Could you print each of the records below exactly?

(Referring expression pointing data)
------------------------------

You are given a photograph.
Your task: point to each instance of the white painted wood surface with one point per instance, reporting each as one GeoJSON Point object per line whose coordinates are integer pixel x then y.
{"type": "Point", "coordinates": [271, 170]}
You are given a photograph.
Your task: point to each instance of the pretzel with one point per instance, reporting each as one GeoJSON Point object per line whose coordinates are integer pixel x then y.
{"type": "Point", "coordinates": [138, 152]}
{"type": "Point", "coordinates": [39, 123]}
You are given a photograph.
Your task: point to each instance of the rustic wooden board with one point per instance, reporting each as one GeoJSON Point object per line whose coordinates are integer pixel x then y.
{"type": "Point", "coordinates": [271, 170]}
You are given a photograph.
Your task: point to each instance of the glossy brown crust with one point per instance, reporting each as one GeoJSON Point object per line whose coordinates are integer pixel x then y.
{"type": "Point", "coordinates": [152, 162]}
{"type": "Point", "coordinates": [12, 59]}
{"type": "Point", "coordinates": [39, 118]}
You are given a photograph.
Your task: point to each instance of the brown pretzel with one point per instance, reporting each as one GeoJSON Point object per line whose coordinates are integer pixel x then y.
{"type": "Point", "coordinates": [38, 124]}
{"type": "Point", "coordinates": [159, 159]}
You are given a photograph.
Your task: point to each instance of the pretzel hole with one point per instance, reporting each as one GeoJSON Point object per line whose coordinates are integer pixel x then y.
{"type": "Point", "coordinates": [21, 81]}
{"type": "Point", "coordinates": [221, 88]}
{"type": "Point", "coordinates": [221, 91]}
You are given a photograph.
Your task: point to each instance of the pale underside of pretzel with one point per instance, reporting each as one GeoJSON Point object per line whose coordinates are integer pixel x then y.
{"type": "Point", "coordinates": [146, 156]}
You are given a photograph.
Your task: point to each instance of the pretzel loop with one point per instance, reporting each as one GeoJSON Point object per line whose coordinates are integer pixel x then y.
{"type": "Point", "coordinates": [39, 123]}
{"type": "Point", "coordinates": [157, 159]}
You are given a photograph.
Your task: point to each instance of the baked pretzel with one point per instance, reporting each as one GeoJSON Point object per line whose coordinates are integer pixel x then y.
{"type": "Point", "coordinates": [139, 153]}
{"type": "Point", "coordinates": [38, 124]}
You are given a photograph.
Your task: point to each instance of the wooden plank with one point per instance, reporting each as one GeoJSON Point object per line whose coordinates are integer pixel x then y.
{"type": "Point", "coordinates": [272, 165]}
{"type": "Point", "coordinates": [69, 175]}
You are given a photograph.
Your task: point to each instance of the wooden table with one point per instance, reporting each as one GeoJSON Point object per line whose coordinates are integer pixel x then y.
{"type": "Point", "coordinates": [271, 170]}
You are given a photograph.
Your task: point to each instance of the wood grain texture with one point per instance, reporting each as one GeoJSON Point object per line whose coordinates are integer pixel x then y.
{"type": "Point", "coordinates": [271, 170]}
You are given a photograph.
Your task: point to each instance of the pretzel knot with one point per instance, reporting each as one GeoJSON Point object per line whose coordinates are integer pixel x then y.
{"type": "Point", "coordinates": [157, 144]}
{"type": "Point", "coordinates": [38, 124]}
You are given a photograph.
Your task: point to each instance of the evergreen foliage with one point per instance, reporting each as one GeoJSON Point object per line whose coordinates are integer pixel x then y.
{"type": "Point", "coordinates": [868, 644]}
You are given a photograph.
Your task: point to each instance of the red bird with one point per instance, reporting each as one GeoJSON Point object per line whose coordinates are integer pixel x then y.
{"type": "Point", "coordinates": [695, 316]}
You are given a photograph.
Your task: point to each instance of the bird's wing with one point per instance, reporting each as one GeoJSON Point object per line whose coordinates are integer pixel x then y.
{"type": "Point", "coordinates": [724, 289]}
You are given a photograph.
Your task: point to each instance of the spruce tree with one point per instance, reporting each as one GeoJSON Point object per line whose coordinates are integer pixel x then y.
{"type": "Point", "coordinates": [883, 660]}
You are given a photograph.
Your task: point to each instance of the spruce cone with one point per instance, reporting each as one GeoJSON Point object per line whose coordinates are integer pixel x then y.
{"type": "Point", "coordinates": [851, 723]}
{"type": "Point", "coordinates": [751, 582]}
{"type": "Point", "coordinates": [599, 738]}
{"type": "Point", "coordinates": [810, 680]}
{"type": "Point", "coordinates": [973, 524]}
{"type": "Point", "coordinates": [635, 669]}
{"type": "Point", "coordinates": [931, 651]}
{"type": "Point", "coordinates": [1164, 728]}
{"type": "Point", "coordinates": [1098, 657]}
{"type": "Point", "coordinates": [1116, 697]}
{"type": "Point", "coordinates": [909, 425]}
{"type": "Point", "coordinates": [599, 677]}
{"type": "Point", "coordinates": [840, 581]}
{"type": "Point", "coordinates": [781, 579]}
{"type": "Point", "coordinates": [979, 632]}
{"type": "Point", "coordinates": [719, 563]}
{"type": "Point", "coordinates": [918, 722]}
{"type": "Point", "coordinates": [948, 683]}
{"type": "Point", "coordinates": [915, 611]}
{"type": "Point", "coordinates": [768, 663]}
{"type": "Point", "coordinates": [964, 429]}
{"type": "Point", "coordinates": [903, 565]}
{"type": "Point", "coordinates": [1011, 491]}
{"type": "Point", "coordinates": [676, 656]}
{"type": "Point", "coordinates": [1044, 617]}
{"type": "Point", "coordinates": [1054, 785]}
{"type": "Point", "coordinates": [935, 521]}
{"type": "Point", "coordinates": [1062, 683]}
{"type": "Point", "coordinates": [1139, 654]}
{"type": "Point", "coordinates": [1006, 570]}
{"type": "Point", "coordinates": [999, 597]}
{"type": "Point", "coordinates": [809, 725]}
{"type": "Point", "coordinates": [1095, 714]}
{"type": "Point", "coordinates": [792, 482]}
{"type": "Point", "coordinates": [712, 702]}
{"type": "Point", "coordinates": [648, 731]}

------------------------------

■ **Worked solution**
You are given a photograph.
Your task: point to each instance of the white painted wood surface with one point per instance, reporting each as one GeoJSON Point object per line whose coordinates are integer pixel x then y.
{"type": "Point", "coordinates": [271, 170]}
You are given a photograph.
Your task: point to each instance of the pretzel with one point per instance, reporting each as one GeoJSON Point object per line whose coordinates are integer pixel x then y.
{"type": "Point", "coordinates": [138, 152]}
{"type": "Point", "coordinates": [39, 123]}
You are given a photograph.
Your task: point to each instance of the rustic wooden board with one point per instance, reporting each as one GeoJSON Point object per line whose coordinates are integer pixel x then y.
{"type": "Point", "coordinates": [271, 170]}
You are given a photograph.
Your task: point to each instance of the glossy brown crust with one point per instance, reporting each as one GeoJSON Point object per line whose coordinates are integer pixel x then y.
{"type": "Point", "coordinates": [152, 162]}
{"type": "Point", "coordinates": [12, 59]}
{"type": "Point", "coordinates": [39, 118]}
You are given a photograph.
Your task: point to each instance of the brown pretzel with one point per instance, reporting each as one GeoJSON Point object per line whose coordinates are integer pixel x then y.
{"type": "Point", "coordinates": [38, 124]}
{"type": "Point", "coordinates": [159, 159]}
You are given a photograph.
Your task: point to each instance of the pretzel hole with one point per instance, reporting each as one GeoJSON Point object per line whose coordinates are integer pixel x then y.
{"type": "Point", "coordinates": [21, 81]}
{"type": "Point", "coordinates": [221, 88]}
{"type": "Point", "coordinates": [221, 91]}
You are given a photograph.
Your task: point to each instance of the pale underside of pretzel with one point per instance, reporting each as one GeoJSON Point object per line whose coordinates are integer pixel x then y.
{"type": "Point", "coordinates": [146, 156]}
You are given a photograph.
Your task: point to each instance of the pretzel loop with one point per instance, reporting each as one GeoJSON Point object per line whose coordinates are integer pixel x then y.
{"type": "Point", "coordinates": [39, 123]}
{"type": "Point", "coordinates": [157, 159]}
You are given a photograph.
Your task: point to each instance of the baked pretzel with one point per instance, reporting each as one GeoJSON Point object per line whose coordinates are integer pixel x then y.
{"type": "Point", "coordinates": [139, 153]}
{"type": "Point", "coordinates": [38, 124]}
You are given a photograph.
Your task: point to each instance of the wooden plank with one point per instance, reporting each as one GeoJSON Point object per line whose coordinates are integer pixel x then y.
{"type": "Point", "coordinates": [272, 165]}
{"type": "Point", "coordinates": [69, 175]}
You are given a photograph.
Your task: point to each instance of the wooden table with one point per instance, reporting each as one GeoJSON Point object per line whose coordinates are integer pixel x then y.
{"type": "Point", "coordinates": [271, 170]}
You are given a photograph.
Your task: point to each instance of the wood grain texture with one point per instance, reporting each as one GeoJSON Point object per line whose coordinates are integer pixel x then y.
{"type": "Point", "coordinates": [271, 170]}
You are given a photograph.
Your task: point to each instance of the pretzel knot with one point per instance, reporting each as one GeoJSON Point object per line whose coordinates are integer pixel x then y.
{"type": "Point", "coordinates": [157, 144]}
{"type": "Point", "coordinates": [38, 124]}
You are given a photograph.
Your task: point to each instance of the evergreen foliage with one point per instance, reporting each as one GeoJSON Point object per line whose coordinates are integer pixel x then y.
{"type": "Point", "coordinates": [868, 644]}
You are given a photograph.
Your task: point to each instance of the red bird with one point per instance, reporting each as one GeoJSON Point object per line whose coordinates are integer pixel x then y.
{"type": "Point", "coordinates": [695, 316]}
You are given a photograph.
Your task: point to each instance of the bird's wing with one point per instance, reporting each as one GeoJSON Point object per line whose coordinates are integer pixel x then y.
{"type": "Point", "coordinates": [724, 289]}
You are given a photograph.
Your task: point to each instance of the spruce tree with one point per instance, reporting each as one GeoJSON Point object per line whose coordinates are integer pixel x then y.
{"type": "Point", "coordinates": [883, 660]}
You are given a photograph.
Your task: point to each instance of the spruce cone with one point per instance, reporting each as one GeoJSON Point object per line whose coordinates are integer pixel x then y.
{"type": "Point", "coordinates": [851, 723]}
{"type": "Point", "coordinates": [751, 582]}
{"type": "Point", "coordinates": [599, 738]}
{"type": "Point", "coordinates": [810, 680]}
{"type": "Point", "coordinates": [973, 524]}
{"type": "Point", "coordinates": [635, 669]}
{"type": "Point", "coordinates": [931, 651]}
{"type": "Point", "coordinates": [1164, 728]}
{"type": "Point", "coordinates": [1098, 657]}
{"type": "Point", "coordinates": [1116, 697]}
{"type": "Point", "coordinates": [909, 425]}
{"type": "Point", "coordinates": [599, 677]}
{"type": "Point", "coordinates": [840, 581]}
{"type": "Point", "coordinates": [781, 579]}
{"type": "Point", "coordinates": [979, 632]}
{"type": "Point", "coordinates": [719, 563]}
{"type": "Point", "coordinates": [918, 722]}
{"type": "Point", "coordinates": [948, 683]}
{"type": "Point", "coordinates": [915, 611]}
{"type": "Point", "coordinates": [768, 663]}
{"type": "Point", "coordinates": [964, 429]}
{"type": "Point", "coordinates": [903, 565]}
{"type": "Point", "coordinates": [1011, 491]}
{"type": "Point", "coordinates": [676, 656]}
{"type": "Point", "coordinates": [1044, 617]}
{"type": "Point", "coordinates": [1054, 785]}
{"type": "Point", "coordinates": [935, 521]}
{"type": "Point", "coordinates": [1062, 683]}
{"type": "Point", "coordinates": [1139, 654]}
{"type": "Point", "coordinates": [1006, 570]}
{"type": "Point", "coordinates": [999, 597]}
{"type": "Point", "coordinates": [809, 725]}
{"type": "Point", "coordinates": [1095, 714]}
{"type": "Point", "coordinates": [792, 482]}
{"type": "Point", "coordinates": [712, 702]}
{"type": "Point", "coordinates": [648, 731]}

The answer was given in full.